PROBLEM DESCRIPTION ▸
Carry on the forum discussion about the loft plans, starting right after its final post.

TEXT PROVIDED ▸
• • • •
Wayne I will do a drawing so that you can get the idea of where I think I'm going. I hope I can get my scanner to work that way I can post it. You do very nice work but the floor plan to elevation is quite different and I hope I can show you what I intend to build.


----------



## Pip Logan (Oct 6, 2009)

That looks good Wayne.


----------



## GEMcC5150 (Oct 24, 2010)

2nd Loft rev 2-3 end.jpg2nd Loft rev 2-3 Front.jpgOk Wayne here we go I hope this will give you an idea of what i have in mind.
The scale is not true as it is not a cad program


----------



## Wayne Johnson (Oct 1, 2010)

I dont understand the front door and storage area. Do you have access the the right side toward the rear? Why not put an access hall and storage area. then each section will have it's own full flight.


----------



## GEMcC5150 (Oct 24, 2010)

Wayne Johnson said:


> I dont understand the front door and storage area. Do you have access the the right side toward the rear? Why not put an access hall and storage area. then each section will have it's own full flight.


Look at the floor plan on page 5. You will see that there in an entry with some storage. That entry lead into the breeding pin from there you would enter the other two sections one right the other left. There in no hall way just an entry or some might call it a mud room. The Vaiary from the breeding pin and Ob pin are off set to allow a little more room for the breeders.
• • • •
Saved data entries:
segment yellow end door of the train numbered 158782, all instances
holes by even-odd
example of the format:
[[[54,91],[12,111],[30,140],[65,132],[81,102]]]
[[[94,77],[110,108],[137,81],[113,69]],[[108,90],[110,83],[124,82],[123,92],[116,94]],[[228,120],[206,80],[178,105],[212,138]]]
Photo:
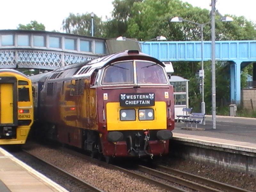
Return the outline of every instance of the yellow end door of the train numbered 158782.
[[[13,124],[13,84],[0,84],[0,123]]]

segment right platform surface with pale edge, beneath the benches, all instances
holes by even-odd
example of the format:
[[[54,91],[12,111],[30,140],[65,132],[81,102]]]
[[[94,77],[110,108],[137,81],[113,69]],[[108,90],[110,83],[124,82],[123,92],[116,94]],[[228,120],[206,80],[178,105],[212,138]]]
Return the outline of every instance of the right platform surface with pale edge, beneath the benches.
[[[197,125],[205,131],[183,130],[181,128],[186,127],[185,123],[175,123],[174,139],[207,145],[215,143],[225,148],[256,153],[256,118],[217,116],[216,129],[212,129],[212,116],[205,119],[205,125]]]

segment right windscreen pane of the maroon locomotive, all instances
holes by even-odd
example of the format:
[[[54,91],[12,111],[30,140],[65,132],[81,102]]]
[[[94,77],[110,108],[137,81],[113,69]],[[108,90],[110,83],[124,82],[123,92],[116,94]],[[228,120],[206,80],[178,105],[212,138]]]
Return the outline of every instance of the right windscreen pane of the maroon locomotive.
[[[150,62],[136,61],[138,84],[167,84],[163,68]]]

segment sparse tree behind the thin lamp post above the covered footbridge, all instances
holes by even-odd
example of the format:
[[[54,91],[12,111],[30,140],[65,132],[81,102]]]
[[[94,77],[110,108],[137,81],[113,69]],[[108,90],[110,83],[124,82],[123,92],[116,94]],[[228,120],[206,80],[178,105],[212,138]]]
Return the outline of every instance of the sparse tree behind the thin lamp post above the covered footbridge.
[[[74,14],[69,13],[69,16],[62,21],[62,29],[66,33],[77,35],[91,36],[92,18],[90,13]],[[94,14],[93,17],[94,36],[103,36],[103,23],[101,18]]]

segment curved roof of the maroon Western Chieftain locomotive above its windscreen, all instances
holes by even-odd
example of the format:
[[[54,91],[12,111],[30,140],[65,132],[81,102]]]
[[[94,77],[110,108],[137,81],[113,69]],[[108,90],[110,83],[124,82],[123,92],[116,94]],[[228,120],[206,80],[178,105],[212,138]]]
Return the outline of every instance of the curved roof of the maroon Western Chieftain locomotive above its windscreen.
[[[160,60],[158,60],[154,57],[151,57],[145,53],[139,52],[138,50],[126,50],[124,52],[118,52],[118,53],[106,55],[106,56],[100,57],[98,59],[85,61],[82,63],[76,63],[76,64],[68,65],[65,67],[60,67],[60,68],[55,69],[53,72],[71,69],[71,68],[79,68],[79,67],[83,67],[85,65],[91,65],[93,68],[102,68],[104,66],[109,65],[110,63],[113,63],[113,62],[116,62],[119,60],[125,60],[125,59],[127,59],[127,60],[131,60],[131,59],[150,60],[150,61],[156,62],[164,67],[164,64]]]

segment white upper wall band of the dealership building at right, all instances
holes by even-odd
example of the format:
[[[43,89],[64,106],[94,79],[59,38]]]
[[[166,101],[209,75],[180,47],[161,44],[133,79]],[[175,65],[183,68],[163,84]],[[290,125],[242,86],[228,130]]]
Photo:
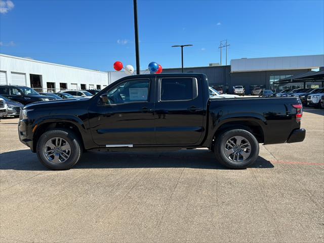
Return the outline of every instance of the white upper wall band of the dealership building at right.
[[[242,58],[231,60],[232,72],[312,69],[324,66],[324,55]]]

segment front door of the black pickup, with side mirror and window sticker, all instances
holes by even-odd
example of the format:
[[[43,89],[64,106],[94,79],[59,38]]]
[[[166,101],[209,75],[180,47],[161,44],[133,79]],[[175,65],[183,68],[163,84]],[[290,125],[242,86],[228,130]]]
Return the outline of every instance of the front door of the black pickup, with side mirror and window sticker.
[[[154,87],[150,78],[126,79],[94,99],[89,110],[94,142],[106,147],[155,144]]]

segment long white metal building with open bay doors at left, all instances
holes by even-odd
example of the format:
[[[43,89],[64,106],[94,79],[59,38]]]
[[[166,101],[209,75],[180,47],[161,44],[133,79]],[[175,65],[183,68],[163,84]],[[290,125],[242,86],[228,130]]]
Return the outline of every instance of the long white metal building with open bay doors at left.
[[[103,89],[108,73],[0,54],[0,85],[28,86],[39,92]]]

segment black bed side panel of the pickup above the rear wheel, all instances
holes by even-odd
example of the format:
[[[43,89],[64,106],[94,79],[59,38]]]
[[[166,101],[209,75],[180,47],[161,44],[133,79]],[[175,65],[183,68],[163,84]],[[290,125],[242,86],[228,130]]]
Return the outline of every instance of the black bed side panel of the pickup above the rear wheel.
[[[217,129],[230,121],[254,121],[264,134],[264,144],[285,143],[295,129],[299,98],[241,98],[211,100],[208,114],[208,136],[203,146],[209,146]]]

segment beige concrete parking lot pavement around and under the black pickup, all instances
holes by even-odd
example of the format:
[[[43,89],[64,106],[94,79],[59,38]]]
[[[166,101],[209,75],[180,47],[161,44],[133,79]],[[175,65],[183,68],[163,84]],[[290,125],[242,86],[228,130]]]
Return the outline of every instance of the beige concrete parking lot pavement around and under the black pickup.
[[[323,242],[324,111],[246,170],[207,149],[87,152],[50,171],[0,121],[1,242]]]

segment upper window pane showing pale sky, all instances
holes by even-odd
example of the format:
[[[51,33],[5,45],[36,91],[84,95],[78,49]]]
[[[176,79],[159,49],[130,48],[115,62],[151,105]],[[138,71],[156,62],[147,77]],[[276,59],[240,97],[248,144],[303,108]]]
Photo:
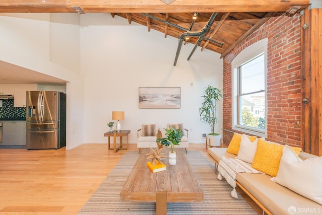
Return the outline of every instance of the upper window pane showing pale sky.
[[[240,66],[240,94],[265,89],[264,54]]]

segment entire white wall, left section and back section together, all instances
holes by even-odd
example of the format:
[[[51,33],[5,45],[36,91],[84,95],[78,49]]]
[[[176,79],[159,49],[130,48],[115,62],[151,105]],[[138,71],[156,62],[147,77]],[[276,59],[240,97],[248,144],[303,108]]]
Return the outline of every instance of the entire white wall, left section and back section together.
[[[200,135],[209,127],[200,122],[198,108],[208,84],[222,88],[219,54],[198,48],[187,61],[193,48],[187,44],[173,66],[177,39],[110,14],[1,14],[0,32],[5,32],[0,34],[0,60],[67,82],[66,149],[106,143],[104,132],[115,110],[125,111],[121,123],[131,130],[132,143],[143,122],[161,128],[183,122],[190,142],[205,142]],[[181,108],[139,109],[138,87],[181,87]],[[221,133],[221,124],[216,132]]]

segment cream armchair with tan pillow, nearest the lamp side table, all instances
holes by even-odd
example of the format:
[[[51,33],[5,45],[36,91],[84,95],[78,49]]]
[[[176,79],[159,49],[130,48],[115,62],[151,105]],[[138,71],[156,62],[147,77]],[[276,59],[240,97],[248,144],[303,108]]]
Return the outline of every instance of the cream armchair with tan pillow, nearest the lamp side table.
[[[142,124],[142,127],[137,129],[137,148],[139,153],[142,148],[156,148],[156,135],[159,128],[157,124]]]

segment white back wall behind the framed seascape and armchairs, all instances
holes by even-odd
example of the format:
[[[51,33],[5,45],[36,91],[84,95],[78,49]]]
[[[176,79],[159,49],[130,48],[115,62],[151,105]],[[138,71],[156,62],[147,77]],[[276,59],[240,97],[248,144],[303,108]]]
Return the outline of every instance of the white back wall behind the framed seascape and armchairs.
[[[200,122],[202,91],[208,84],[222,88],[222,60],[208,50],[182,46],[173,66],[178,40],[110,14],[81,15],[81,70],[85,75],[85,142],[106,143],[104,132],[112,111],[125,111],[123,129],[136,143],[136,130],[144,123],[183,122],[190,142],[204,143],[201,133],[210,132]],[[193,86],[191,86],[191,84]],[[139,109],[139,87],[181,87],[180,109]],[[222,115],[222,108],[218,109]],[[219,122],[216,131],[221,132]],[[164,131],[164,130],[163,130]]]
• • • •
TASK OUTPUT ▸
----------



## GEMcC5150 (Oct 24, 2010)

Wayne-- I just reread your question and the access to the rear would be very limited. The reason is it backs up to some equipment that is located there. It I had more room to the right the loft would have just been bigger. This loft is fitting in a corner between a drive gate on the left front and equipment on the right rear. I have been through the thought of entry on the right behind the aviary with wall and doors between sections. But i kind of like haveing a 2nd door before i enter any of the sections. It just a safety thing. It will also act as a 2nd locking system so that I don't have anyone let birds out unknowingly. Remember this is a mission project in Mexico and we have a lot of people here all the time.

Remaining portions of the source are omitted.